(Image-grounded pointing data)
·····

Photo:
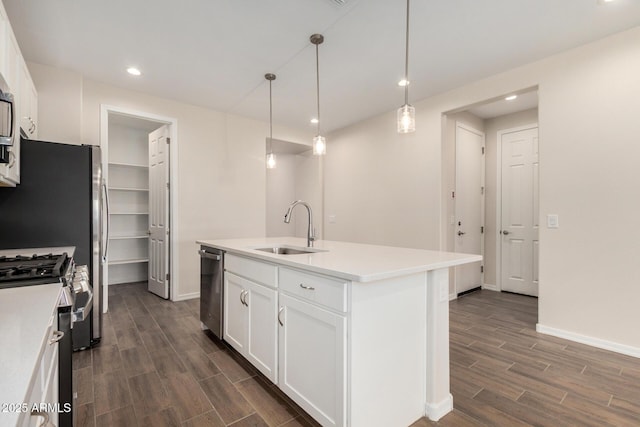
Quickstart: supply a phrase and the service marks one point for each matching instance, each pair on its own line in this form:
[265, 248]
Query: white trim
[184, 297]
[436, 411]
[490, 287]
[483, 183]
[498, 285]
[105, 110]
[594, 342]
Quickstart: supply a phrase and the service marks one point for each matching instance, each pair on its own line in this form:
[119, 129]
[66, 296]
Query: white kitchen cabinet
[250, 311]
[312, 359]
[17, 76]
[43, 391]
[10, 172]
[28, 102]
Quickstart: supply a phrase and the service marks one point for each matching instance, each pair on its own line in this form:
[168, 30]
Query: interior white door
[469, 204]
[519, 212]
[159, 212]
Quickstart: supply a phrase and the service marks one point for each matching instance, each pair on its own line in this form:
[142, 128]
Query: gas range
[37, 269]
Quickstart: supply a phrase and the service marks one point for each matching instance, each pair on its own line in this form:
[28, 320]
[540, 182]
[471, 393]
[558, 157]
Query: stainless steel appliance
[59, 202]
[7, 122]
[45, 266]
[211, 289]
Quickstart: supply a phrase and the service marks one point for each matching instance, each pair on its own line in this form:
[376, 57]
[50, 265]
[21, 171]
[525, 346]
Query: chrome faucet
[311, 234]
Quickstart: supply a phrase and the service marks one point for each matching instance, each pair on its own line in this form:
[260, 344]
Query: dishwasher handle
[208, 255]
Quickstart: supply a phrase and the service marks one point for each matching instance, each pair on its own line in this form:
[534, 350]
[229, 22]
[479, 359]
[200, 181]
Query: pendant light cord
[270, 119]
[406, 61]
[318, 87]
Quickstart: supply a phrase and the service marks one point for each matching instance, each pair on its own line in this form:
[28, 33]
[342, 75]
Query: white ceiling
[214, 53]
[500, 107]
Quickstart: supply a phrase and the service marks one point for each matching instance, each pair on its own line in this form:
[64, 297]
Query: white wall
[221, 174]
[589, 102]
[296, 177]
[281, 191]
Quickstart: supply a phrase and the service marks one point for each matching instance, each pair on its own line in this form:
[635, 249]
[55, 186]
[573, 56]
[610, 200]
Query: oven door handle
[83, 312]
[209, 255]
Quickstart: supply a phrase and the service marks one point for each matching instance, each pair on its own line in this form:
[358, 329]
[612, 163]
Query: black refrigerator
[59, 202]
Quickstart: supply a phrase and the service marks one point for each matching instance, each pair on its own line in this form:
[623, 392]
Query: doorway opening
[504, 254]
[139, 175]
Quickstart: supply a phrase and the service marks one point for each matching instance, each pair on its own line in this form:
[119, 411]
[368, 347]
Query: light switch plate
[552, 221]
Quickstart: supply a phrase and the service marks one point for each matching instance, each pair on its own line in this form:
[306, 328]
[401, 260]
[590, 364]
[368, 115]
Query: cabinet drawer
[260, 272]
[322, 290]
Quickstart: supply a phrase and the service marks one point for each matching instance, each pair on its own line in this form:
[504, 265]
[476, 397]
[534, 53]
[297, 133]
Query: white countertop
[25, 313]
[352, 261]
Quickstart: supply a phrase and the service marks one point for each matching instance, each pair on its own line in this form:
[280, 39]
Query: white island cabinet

·····

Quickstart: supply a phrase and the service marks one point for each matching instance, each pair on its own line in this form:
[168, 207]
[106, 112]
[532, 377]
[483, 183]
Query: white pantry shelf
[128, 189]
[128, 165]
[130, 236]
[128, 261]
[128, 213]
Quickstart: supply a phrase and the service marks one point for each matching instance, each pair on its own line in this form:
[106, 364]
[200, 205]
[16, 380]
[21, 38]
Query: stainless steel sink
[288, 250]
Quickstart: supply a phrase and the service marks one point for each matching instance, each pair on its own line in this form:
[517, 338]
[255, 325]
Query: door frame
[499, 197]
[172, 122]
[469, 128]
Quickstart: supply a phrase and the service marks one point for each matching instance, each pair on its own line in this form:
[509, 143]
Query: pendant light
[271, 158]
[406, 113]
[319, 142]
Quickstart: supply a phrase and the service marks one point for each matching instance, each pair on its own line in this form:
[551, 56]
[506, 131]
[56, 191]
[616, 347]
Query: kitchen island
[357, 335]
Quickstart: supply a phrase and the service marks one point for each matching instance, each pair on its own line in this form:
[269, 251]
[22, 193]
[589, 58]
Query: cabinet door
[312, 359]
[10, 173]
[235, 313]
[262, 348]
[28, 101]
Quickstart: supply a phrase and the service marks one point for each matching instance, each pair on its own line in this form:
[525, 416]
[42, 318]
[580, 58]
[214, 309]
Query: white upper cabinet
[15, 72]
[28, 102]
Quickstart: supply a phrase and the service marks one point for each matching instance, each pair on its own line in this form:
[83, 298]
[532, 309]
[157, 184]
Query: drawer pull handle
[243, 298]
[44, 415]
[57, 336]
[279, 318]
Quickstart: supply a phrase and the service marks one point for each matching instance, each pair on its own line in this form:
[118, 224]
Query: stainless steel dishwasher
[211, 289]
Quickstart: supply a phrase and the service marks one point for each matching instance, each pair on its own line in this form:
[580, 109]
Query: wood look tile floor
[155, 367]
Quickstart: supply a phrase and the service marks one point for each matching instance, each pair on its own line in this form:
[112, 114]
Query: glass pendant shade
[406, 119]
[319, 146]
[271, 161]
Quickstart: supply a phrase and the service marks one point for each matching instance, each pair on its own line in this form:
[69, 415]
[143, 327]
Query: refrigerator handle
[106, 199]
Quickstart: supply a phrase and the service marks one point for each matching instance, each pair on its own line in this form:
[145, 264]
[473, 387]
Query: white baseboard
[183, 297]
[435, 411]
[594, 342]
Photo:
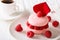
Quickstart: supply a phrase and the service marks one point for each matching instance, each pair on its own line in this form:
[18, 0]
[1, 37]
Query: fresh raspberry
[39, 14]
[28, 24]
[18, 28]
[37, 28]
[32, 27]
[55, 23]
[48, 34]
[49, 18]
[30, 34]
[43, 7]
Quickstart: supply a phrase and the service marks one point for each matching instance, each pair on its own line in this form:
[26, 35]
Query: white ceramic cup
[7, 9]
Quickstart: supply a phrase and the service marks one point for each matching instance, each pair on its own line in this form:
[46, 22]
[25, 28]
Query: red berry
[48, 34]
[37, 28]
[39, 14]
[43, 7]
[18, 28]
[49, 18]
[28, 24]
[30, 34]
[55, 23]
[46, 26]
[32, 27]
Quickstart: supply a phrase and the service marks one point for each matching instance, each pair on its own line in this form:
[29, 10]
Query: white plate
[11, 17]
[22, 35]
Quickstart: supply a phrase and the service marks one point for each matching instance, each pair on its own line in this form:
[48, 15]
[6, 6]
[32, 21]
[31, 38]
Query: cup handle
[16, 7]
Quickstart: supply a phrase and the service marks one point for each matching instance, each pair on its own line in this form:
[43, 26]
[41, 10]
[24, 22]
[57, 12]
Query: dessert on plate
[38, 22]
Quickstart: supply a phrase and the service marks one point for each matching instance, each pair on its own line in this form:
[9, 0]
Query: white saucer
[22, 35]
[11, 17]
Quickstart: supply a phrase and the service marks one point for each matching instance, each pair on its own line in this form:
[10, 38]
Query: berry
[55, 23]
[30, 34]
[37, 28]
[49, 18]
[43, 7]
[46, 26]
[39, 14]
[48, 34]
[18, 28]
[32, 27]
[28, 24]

·····

**INSTRUCTIONS FOR THE TASK**
The expected answer is an exact copy of the lines above, beginning at the line with "Query: white countertop" and ending at the line with "Query: white island cabinet", with both ends in.

**RESPONSE AREA**
Query: white countertop
[25, 313]
[352, 261]
Quickstart: supply a phrase and the service marks one point for each matching instance, each pair on its own line in this form:
[280, 39]
Query: white island cabinet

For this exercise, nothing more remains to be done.